(Directions for this task)
Take every line containing "stack" out of the records.

(Given records)
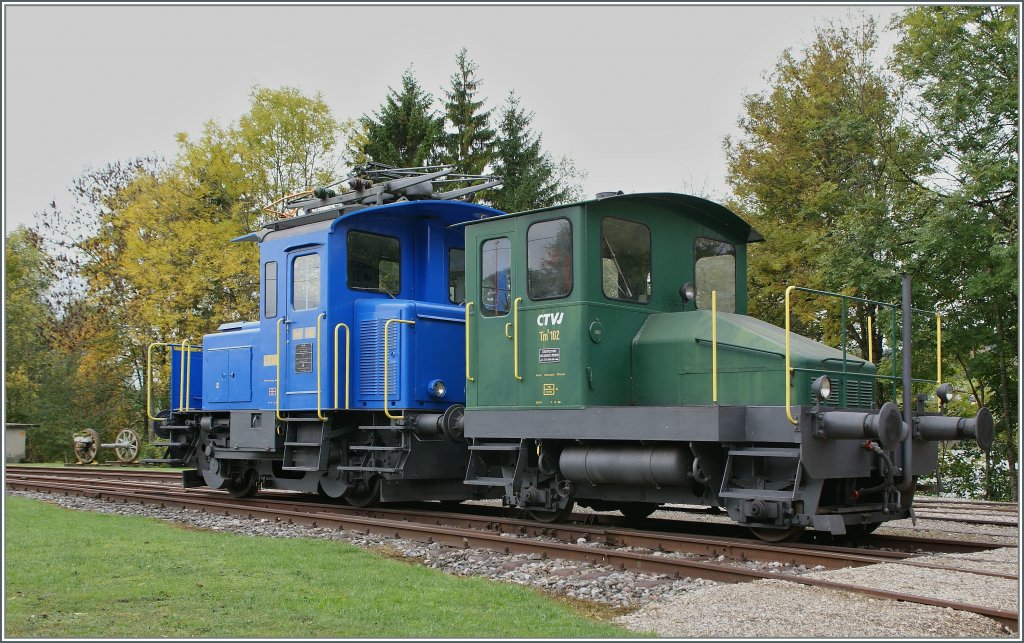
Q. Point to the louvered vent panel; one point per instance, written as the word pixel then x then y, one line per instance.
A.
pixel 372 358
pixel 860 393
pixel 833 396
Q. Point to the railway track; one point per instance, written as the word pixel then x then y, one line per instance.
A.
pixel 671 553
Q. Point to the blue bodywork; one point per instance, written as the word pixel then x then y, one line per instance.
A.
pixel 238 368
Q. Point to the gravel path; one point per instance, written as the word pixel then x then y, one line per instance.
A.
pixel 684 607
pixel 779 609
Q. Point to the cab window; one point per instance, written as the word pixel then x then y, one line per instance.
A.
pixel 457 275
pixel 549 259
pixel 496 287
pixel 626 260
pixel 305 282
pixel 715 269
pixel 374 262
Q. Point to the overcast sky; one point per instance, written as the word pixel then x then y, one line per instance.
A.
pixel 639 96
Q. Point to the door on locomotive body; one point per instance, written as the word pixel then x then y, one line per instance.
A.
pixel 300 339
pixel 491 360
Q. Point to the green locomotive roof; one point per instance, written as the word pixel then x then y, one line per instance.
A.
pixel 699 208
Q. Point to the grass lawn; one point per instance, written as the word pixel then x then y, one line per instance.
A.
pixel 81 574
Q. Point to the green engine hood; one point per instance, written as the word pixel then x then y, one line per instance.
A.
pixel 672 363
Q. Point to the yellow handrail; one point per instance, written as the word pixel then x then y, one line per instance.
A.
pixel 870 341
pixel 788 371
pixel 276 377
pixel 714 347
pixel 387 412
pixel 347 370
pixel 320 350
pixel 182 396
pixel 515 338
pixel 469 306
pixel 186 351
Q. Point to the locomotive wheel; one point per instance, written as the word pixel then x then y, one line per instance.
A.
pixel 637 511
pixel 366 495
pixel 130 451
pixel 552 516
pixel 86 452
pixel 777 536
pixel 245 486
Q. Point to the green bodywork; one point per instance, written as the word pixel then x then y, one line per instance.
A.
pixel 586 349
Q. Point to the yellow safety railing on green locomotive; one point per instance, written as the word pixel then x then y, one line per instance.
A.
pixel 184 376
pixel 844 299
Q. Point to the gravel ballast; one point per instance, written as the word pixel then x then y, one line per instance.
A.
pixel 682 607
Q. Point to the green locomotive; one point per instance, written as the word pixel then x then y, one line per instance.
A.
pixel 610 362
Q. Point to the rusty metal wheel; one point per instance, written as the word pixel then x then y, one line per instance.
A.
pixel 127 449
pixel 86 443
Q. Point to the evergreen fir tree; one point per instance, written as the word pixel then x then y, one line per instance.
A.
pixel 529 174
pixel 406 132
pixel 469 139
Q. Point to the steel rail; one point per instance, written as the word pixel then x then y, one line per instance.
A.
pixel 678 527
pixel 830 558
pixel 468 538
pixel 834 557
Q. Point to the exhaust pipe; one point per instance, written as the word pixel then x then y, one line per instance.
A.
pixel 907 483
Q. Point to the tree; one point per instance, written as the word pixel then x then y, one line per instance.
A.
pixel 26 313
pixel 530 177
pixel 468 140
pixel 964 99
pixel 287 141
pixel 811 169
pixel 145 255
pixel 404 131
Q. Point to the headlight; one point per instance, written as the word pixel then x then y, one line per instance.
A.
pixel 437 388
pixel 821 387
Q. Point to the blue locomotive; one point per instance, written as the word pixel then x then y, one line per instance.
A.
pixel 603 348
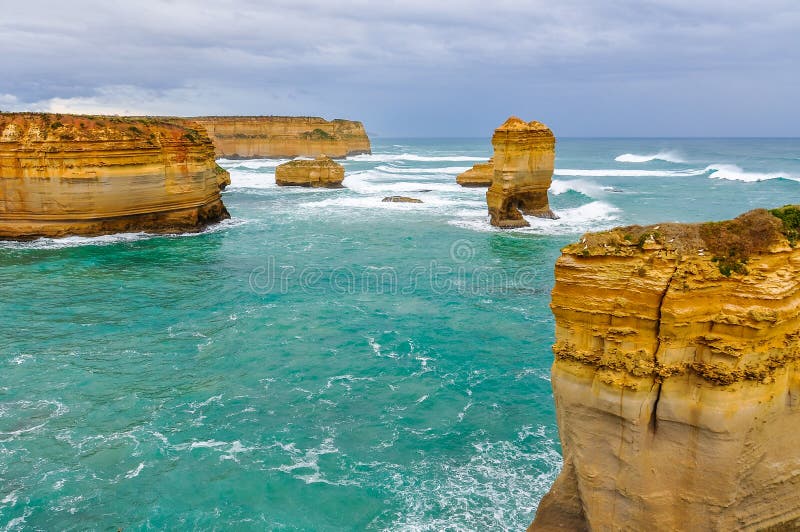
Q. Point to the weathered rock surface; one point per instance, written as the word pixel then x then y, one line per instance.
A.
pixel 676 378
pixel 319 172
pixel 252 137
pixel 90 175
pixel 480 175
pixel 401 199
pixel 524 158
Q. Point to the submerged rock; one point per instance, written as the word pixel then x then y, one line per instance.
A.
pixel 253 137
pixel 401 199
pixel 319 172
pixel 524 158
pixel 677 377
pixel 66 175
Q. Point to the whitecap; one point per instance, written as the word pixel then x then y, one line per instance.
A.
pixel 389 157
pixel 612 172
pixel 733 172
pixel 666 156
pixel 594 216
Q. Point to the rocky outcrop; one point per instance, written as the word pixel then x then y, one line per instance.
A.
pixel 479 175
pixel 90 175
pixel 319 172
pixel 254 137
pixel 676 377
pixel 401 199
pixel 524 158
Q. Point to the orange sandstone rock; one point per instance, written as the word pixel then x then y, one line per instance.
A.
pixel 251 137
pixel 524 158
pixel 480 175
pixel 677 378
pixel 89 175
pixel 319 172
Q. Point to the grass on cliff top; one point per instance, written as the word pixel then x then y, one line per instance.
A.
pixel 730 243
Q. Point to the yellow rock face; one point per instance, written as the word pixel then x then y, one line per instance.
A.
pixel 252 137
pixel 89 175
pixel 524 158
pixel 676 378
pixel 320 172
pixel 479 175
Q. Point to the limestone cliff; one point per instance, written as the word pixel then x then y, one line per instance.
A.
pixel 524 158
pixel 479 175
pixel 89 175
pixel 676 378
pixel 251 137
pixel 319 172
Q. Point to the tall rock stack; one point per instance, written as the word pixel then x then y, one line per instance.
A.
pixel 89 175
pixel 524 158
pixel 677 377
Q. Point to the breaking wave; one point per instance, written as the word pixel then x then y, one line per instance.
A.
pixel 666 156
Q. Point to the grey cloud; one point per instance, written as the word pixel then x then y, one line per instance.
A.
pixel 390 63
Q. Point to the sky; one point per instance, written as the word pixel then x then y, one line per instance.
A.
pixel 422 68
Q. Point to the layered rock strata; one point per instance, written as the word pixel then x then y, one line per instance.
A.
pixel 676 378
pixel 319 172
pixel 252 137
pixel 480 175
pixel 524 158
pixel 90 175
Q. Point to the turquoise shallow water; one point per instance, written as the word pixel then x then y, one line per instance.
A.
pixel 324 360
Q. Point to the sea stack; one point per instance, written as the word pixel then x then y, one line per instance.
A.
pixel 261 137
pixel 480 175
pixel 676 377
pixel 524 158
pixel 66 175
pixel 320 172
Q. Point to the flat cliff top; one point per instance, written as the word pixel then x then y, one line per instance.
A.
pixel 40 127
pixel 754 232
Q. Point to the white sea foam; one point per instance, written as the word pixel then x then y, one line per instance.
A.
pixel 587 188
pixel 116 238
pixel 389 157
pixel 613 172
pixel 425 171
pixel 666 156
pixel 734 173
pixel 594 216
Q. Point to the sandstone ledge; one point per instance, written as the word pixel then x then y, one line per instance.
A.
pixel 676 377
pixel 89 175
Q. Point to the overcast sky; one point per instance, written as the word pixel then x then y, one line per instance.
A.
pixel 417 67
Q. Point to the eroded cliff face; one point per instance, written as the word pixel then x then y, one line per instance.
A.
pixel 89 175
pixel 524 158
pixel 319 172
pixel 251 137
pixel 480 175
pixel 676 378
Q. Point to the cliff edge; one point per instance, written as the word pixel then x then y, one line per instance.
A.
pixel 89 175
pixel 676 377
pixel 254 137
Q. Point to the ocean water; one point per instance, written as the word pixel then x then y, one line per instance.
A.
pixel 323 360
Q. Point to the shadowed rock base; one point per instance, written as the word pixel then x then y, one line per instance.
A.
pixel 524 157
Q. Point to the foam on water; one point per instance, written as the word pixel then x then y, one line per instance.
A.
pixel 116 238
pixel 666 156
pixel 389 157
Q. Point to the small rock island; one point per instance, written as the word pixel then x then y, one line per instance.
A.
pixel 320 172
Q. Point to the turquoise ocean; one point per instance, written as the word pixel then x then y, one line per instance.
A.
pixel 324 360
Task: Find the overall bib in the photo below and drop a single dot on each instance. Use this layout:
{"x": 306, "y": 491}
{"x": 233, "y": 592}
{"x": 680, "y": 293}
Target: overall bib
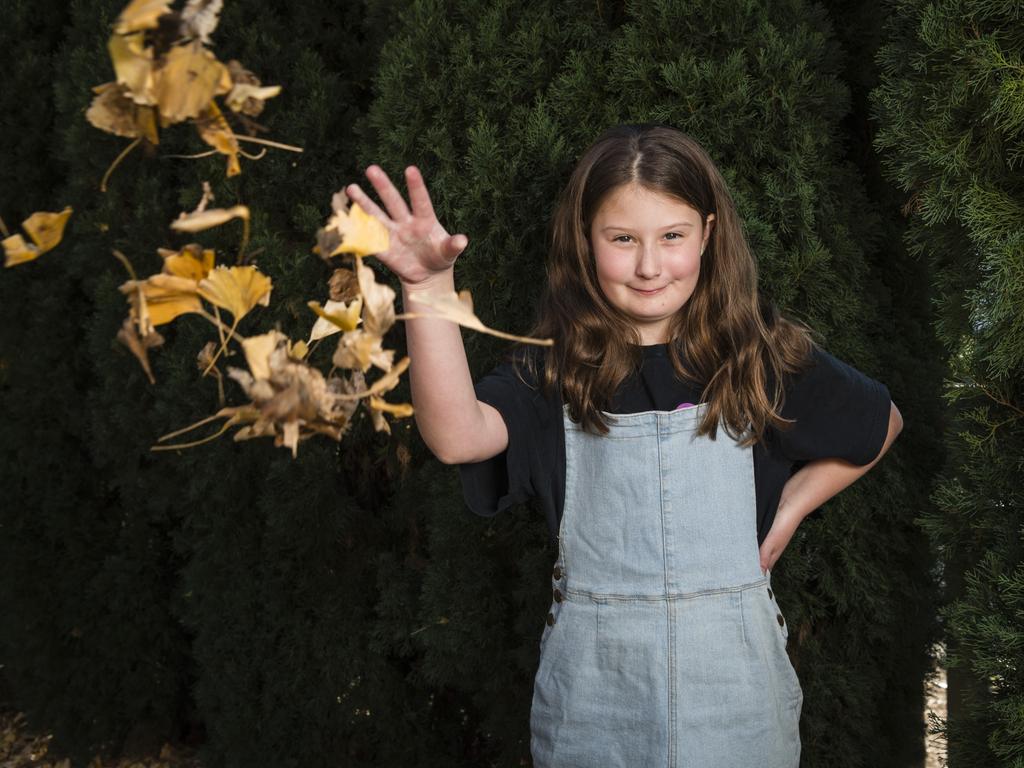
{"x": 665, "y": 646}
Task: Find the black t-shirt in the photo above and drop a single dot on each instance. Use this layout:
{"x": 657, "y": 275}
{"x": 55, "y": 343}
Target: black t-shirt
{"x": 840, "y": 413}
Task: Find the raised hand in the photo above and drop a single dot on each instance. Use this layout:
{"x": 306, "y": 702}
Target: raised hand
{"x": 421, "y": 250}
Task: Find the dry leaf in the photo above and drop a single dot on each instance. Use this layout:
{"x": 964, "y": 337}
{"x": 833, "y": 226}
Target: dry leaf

(Response to this task)
Q. Point to the tall rock stack; one point per instance, written as the word pixel then x then y, one line per instance.
Q. Point to the sea stack; one point per instance, written as the word pixel then x then y, one line per instance.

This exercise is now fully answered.